-- start of SELECTED EXTRACT --

Crossposted from the AI Alignment Forum. May contain more technical jargon than usual.
I understand that the AGI may only infer the utility function from what happened before it's existence. That seems to mean that it has to interpret evidence about past actions because there is no way to objectively access the past. For example a photo taken of something an agent did or the arrangement of their house now resulting from purchases they made. This indicates two ways of attack: Erasure of information and fake evidence. How does this approach deal with these?
I think your concern is a special case of this paragraph:
How might this protocol solve Inner Alignment? The only way to change our AGI's actions is by changing its world model, because of its strict architecture that completely pins down a utility function to maximize (and the actions that maximize it) given a world model. So, allegedly, the only possible mesa-optimizers will take the form of acausal attackers (that is, simulation hypotheses), or at least something that can be very naturally modelled as an acausal attack (any false hypothesis about the world that changes the precursor that is chosen as the user, or a property relevant to actions maximizing their utility). And also allegedly, the methods implemented against radical acausal attacks will be sufficient to avoid this (and other less radical wrong hypotheses will be naturally dealt with by our AGI converging on the right physical world model).
We need to prevent our agent from developing false hypotheses because of adversarial inputs (through its sensors). You mention the particular case in which the false hypotheses are about the past (a part of physical reality), and adversarial input is provided as certain arrangements of present physical reality (which our AGI perceives through its sensors). These can be understood as very basic causal attacks. I guess all these cases are supposed to be dealt with by our AGI being capable enough (at modeling physical reality and updating its beliefs) so as to end up noticing the real past events. That is, given the messiness/inter-connectedness of physical reality (partaking in such procedures as "erasure of information" or "fake evidence" actually leave much physical traces that an intelligent enough agent could identify), these issues would probably fall on the side of "less radical wrong hypotheses", and they are supposed to "be naturally dealt with by our AGI converging on the right physical world model".
I agree that the interconnectedness of physical reality will leave traces - the question is: Enough? Can we put bounds on that? I imagine blowing up a lot of stuff at once will destroy more than you can recover from elsewhere.

-- end of SELECTED EXTRACT --
-- start of EXCERPTED DATA --

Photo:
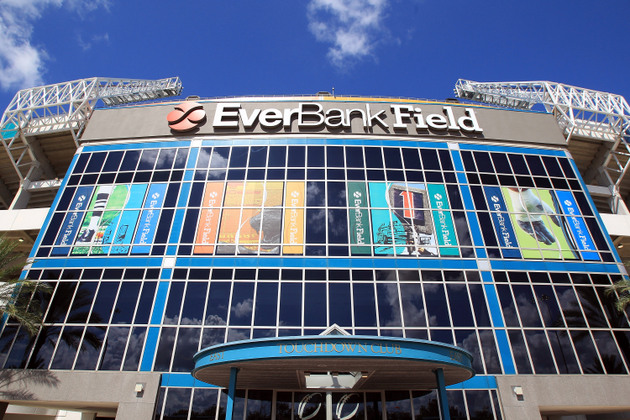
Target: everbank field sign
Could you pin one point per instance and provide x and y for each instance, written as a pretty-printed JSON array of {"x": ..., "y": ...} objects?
[{"x": 311, "y": 116}]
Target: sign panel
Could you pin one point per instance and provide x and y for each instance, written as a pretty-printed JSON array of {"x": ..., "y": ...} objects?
[
  {"x": 502, "y": 225},
  {"x": 577, "y": 226},
  {"x": 294, "y": 218},
  {"x": 359, "y": 219}
]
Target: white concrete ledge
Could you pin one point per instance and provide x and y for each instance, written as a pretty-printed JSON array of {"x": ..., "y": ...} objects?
[{"x": 24, "y": 219}]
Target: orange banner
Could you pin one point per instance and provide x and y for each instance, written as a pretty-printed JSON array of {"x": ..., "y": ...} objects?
[
  {"x": 209, "y": 219},
  {"x": 294, "y": 218}
]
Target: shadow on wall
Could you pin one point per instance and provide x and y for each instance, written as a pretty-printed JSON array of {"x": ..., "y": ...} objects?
[{"x": 15, "y": 384}]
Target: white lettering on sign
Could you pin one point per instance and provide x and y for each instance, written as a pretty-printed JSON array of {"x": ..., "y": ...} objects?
[{"x": 313, "y": 115}]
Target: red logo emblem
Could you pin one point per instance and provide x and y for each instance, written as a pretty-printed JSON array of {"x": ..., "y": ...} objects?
[{"x": 186, "y": 116}]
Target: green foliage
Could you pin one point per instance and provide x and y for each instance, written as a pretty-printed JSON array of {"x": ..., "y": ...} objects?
[{"x": 17, "y": 296}]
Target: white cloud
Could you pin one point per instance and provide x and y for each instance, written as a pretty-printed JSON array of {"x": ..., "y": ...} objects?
[
  {"x": 352, "y": 27},
  {"x": 22, "y": 64}
]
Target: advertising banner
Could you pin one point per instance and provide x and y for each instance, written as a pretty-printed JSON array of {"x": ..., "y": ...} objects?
[
  {"x": 407, "y": 224},
  {"x": 540, "y": 231},
  {"x": 257, "y": 227},
  {"x": 443, "y": 220},
  {"x": 360, "y": 233},
  {"x": 209, "y": 218},
  {"x": 502, "y": 224},
  {"x": 149, "y": 219},
  {"x": 294, "y": 218},
  {"x": 577, "y": 226},
  {"x": 103, "y": 212},
  {"x": 72, "y": 221}
]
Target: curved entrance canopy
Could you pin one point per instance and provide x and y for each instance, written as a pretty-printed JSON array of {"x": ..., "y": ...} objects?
[{"x": 333, "y": 362}]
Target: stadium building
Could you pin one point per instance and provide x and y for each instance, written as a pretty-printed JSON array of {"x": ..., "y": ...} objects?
[{"x": 317, "y": 257}]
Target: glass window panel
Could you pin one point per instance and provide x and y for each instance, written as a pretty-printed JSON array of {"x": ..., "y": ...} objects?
[
  {"x": 334, "y": 157},
  {"x": 315, "y": 304},
  {"x": 315, "y": 226},
  {"x": 82, "y": 302},
  {"x": 446, "y": 160},
  {"x": 430, "y": 159},
  {"x": 146, "y": 300},
  {"x": 467, "y": 339},
  {"x": 609, "y": 352},
  {"x": 570, "y": 307},
  {"x": 238, "y": 158},
  {"x": 354, "y": 157},
  {"x": 548, "y": 306},
  {"x": 490, "y": 355},
  {"x": 398, "y": 405},
  {"x": 315, "y": 194},
  {"x": 266, "y": 301},
  {"x": 187, "y": 346},
  {"x": 147, "y": 161},
  {"x": 336, "y": 194},
  {"x": 134, "y": 348},
  {"x": 437, "y": 309},
  {"x": 290, "y": 305},
  {"x": 165, "y": 349},
  {"x": 337, "y": 226},
  {"x": 126, "y": 304},
  {"x": 103, "y": 305},
  {"x": 507, "y": 305},
  {"x": 114, "y": 348},
  {"x": 296, "y": 156},
  {"x": 258, "y": 156},
  {"x": 586, "y": 352},
  {"x": 412, "y": 305},
  {"x": 364, "y": 305},
  {"x": 242, "y": 302},
  {"x": 456, "y": 405},
  {"x": 174, "y": 303},
  {"x": 526, "y": 306},
  {"x": 42, "y": 351},
  {"x": 192, "y": 311},
  {"x": 67, "y": 348},
  {"x": 177, "y": 403},
  {"x": 90, "y": 348},
  {"x": 219, "y": 158},
  {"x": 540, "y": 352},
  {"x": 460, "y": 305},
  {"x": 340, "y": 305},
  {"x": 425, "y": 405},
  {"x": 388, "y": 305},
  {"x": 96, "y": 162},
  {"x": 61, "y": 302},
  {"x": 205, "y": 405},
  {"x": 479, "y": 405},
  {"x": 563, "y": 352},
  {"x": 373, "y": 157}
]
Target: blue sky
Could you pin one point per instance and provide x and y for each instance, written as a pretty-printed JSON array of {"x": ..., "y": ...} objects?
[{"x": 409, "y": 48}]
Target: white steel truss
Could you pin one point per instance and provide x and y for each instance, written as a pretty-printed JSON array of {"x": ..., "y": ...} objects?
[
  {"x": 590, "y": 114},
  {"x": 66, "y": 107}
]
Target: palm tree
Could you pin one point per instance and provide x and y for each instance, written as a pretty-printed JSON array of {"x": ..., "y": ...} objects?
[{"x": 16, "y": 296}]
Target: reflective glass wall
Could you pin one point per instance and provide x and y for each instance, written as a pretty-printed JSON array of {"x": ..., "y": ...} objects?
[{"x": 157, "y": 250}]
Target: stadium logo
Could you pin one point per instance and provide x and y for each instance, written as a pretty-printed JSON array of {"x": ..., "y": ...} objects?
[{"x": 186, "y": 116}]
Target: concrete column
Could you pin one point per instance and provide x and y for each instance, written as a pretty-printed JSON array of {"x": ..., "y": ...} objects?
[
  {"x": 442, "y": 399},
  {"x": 229, "y": 410}
]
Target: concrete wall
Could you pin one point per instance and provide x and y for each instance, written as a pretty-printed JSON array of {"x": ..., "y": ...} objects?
[
  {"x": 556, "y": 396},
  {"x": 90, "y": 392}
]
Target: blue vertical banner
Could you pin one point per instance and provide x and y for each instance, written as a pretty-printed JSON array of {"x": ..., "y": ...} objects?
[
  {"x": 577, "y": 226},
  {"x": 502, "y": 224},
  {"x": 148, "y": 221},
  {"x": 73, "y": 220}
]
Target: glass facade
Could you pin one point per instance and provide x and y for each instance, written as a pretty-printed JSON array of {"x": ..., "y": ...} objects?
[{"x": 157, "y": 250}]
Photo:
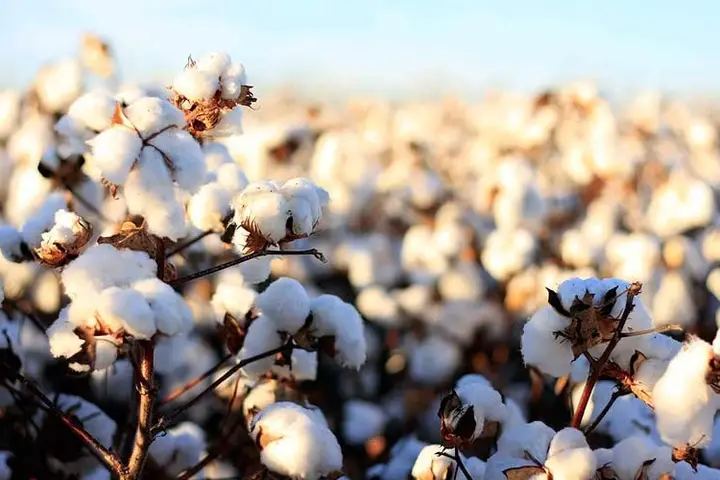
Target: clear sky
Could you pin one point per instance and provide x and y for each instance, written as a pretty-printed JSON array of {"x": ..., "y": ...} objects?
[{"x": 385, "y": 45}]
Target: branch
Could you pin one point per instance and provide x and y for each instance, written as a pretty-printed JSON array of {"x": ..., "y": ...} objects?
[
  {"x": 146, "y": 399},
  {"x": 97, "y": 449},
  {"x": 166, "y": 421},
  {"x": 597, "y": 367},
  {"x": 243, "y": 259},
  {"x": 179, "y": 391}
]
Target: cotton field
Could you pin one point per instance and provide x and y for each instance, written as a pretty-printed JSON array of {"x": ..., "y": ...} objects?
[{"x": 199, "y": 281}]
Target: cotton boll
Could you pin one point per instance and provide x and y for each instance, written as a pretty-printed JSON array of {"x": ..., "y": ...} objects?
[
  {"x": 234, "y": 299},
  {"x": 434, "y": 360},
  {"x": 286, "y": 302},
  {"x": 332, "y": 316},
  {"x": 63, "y": 340},
  {"x": 94, "y": 110},
  {"x": 172, "y": 315},
  {"x": 149, "y": 192},
  {"x": 215, "y": 63},
  {"x": 232, "y": 81},
  {"x": 114, "y": 153},
  {"x": 129, "y": 309},
  {"x": 208, "y": 207},
  {"x": 261, "y": 337},
  {"x": 362, "y": 421},
  {"x": 188, "y": 163},
  {"x": 540, "y": 348},
  {"x": 196, "y": 85},
  {"x": 684, "y": 403}
]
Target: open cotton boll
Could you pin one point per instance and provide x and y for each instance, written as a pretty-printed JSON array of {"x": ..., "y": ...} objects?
[
  {"x": 43, "y": 219},
  {"x": 172, "y": 315},
  {"x": 209, "y": 206},
  {"x": 540, "y": 347},
  {"x": 261, "y": 337},
  {"x": 129, "y": 309},
  {"x": 151, "y": 114},
  {"x": 286, "y": 302},
  {"x": 188, "y": 163},
  {"x": 234, "y": 299},
  {"x": 333, "y": 317},
  {"x": 179, "y": 449},
  {"x": 434, "y": 360},
  {"x": 149, "y": 192},
  {"x": 63, "y": 340},
  {"x": 94, "y": 110},
  {"x": 294, "y": 443},
  {"x": 685, "y": 405},
  {"x": 114, "y": 152},
  {"x": 196, "y": 85},
  {"x": 362, "y": 421}
]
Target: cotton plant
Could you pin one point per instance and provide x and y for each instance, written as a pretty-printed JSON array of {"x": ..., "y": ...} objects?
[
  {"x": 211, "y": 93},
  {"x": 296, "y": 442}
]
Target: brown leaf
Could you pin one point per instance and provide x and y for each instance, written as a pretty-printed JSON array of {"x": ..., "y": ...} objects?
[{"x": 523, "y": 473}]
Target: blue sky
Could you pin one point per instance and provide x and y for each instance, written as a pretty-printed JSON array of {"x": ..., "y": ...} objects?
[{"x": 388, "y": 46}]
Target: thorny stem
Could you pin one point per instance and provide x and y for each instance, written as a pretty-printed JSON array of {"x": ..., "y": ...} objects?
[
  {"x": 179, "y": 391},
  {"x": 661, "y": 329},
  {"x": 237, "y": 261},
  {"x": 596, "y": 368},
  {"x": 613, "y": 398},
  {"x": 188, "y": 243},
  {"x": 218, "y": 449},
  {"x": 109, "y": 459},
  {"x": 166, "y": 421},
  {"x": 146, "y": 399}
]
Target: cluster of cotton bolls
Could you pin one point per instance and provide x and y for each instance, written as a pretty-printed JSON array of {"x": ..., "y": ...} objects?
[{"x": 525, "y": 287}]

-- end of EXCERPTED DATA --

TO-DO LIST —
1. Set down the passage of the alignment thread from "Crossposted from the" to "deal with these?".
2. For each statement, answer yes or no on whether it agrees with the alignment thread, and quote the words that decide it. (a) The only way to change the AGI's actions is by changing its world model. (b) Adversarial inputs about the past are described as very radical acausal attacks. (c) The last reply suggests that blowing up a lot of stuff at once could destroy more than can be recovered elsewhere.

THE RESPONSES —
1.
Crossposted from the AI Alignment Forum. May contain more technical jargon than usual.
I understand that the AGI may only infer the utility function from what happened before it's existence. That seems to mean that it has to interpret evidence about past actions because there is no way to objectively access the past. For example a photo taken of something an agent did or the arrangement of their house now resulting from purchases they made. This indicates two ways of attack: Erasure of information and fake evidence. How does this approach deal with these?

2.
(a) Yes: "The only way to change our AGI's actions is by changing its world model"
(b) No: "These can be understood as very basic causal attacks."
(c) Yes: "I imagine blowing up a lot of stuff at once will destroy more than you can recover from elsewhere."